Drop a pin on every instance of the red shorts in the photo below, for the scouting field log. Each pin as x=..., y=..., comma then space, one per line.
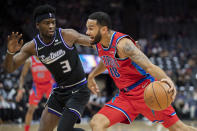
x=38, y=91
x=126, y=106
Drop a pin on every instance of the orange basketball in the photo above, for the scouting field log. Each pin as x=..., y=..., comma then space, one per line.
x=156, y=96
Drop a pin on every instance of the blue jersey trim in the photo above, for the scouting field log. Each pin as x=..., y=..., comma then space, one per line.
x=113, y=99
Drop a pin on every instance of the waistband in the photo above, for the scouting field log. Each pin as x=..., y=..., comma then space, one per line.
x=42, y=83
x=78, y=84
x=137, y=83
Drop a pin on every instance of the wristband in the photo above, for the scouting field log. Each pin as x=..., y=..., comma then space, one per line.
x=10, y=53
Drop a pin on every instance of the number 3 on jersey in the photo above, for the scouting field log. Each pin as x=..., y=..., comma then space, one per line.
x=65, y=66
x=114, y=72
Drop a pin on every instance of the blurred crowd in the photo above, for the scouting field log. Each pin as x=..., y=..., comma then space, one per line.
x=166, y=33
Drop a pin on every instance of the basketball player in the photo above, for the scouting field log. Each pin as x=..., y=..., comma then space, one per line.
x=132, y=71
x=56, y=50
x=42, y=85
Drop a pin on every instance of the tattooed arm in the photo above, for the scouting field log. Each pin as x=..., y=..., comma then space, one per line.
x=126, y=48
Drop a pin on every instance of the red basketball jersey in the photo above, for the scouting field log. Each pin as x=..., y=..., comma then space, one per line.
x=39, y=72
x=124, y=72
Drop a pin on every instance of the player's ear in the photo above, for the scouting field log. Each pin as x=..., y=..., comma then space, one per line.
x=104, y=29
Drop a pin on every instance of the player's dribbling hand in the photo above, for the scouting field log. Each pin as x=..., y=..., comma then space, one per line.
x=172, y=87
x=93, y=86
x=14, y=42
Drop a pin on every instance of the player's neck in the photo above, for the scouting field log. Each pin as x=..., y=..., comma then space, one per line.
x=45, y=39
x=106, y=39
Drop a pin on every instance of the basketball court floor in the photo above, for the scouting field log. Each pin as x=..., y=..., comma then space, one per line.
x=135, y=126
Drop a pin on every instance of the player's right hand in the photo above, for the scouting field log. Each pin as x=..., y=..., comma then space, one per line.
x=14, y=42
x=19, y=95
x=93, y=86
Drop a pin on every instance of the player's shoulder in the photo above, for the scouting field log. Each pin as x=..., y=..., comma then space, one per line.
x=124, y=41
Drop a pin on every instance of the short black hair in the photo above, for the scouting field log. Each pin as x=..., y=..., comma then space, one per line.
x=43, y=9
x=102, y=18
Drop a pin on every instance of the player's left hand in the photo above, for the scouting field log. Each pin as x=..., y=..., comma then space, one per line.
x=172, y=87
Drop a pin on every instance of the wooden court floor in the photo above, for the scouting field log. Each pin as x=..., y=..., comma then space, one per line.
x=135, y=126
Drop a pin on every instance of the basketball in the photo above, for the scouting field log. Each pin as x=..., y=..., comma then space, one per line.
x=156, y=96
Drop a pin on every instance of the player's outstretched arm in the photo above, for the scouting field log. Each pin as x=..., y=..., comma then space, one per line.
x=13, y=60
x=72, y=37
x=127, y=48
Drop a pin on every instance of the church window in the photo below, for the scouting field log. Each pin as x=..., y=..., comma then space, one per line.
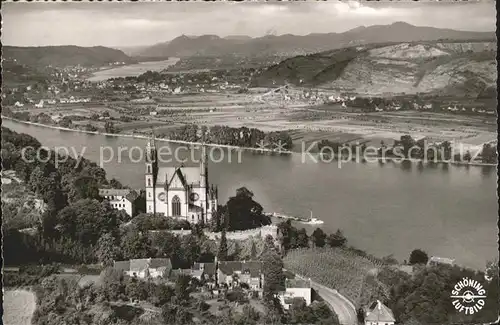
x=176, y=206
+===+
**Exercise description**
Format the material as a Markdown table with the columns Row and Line, giving each line with its row number. Begin at the first line of the material and stop after the line that has "x=126, y=48", skipping blank lines and leaving the pictures out.

**Written reply**
| Row | Line |
|---|---|
| 1 | Drop a pin on every instance of the red shorts in the photo below, for the scouting field log. Each pin as x=..., y=..., comma then space, one per line. |
| 2 | x=38, y=91 |
| 3 | x=126, y=106 |
| 4 | Drop a pin on every instance of the orange basketball in the photo above, for the scouting field log. Each pin as x=..., y=..., comma then space, one per line. |
| 5 | x=156, y=96 |
| 6 | Drop a pin on every instance of the blue jersey trim in the photo above, for the scouting field log. Each pin as x=..., y=..., comma then space, one per line. |
| 7 | x=113, y=99 |
| 8 | Drop a pin on every instance of the waistband in the photo above, for the scouting field log. Each pin as x=..., y=..., comma then space, one per line. |
| 9 | x=42, y=83 |
| 10 | x=78, y=84 |
| 11 | x=137, y=83 |
| 12 | Drop a pin on every instance of the wristband in the photo above, for the scouting field log. Each pin as x=..., y=..., comma then space, one per line. |
| 13 | x=10, y=53 |
| 14 | Drop a pin on every instance of the number 3 on jersey in the photo above, for the scouting field log. Each pin as x=..., y=..., comma then space, one per line. |
| 15 | x=65, y=66 |
| 16 | x=114, y=72 |
| 17 | Drop a pin on every instance of the blurred crowd in the photo above, for the scouting field log. Each pin as x=..., y=..., comma then space, one per line. |
| 18 | x=166, y=33 |
| 19 | Drop a pin on every instance of the basketball player in the photo above, for the scouting field log. Each pin as x=..., y=..., comma then space, one per line. |
| 20 | x=132, y=71 |
| 21 | x=56, y=50 |
| 22 | x=42, y=85 |
| 23 | Drop a pin on every instance of the tattooed arm in the photo above, for the scouting field log. Each pin as x=..., y=..., comma then space, one per line. |
| 24 | x=126, y=48 |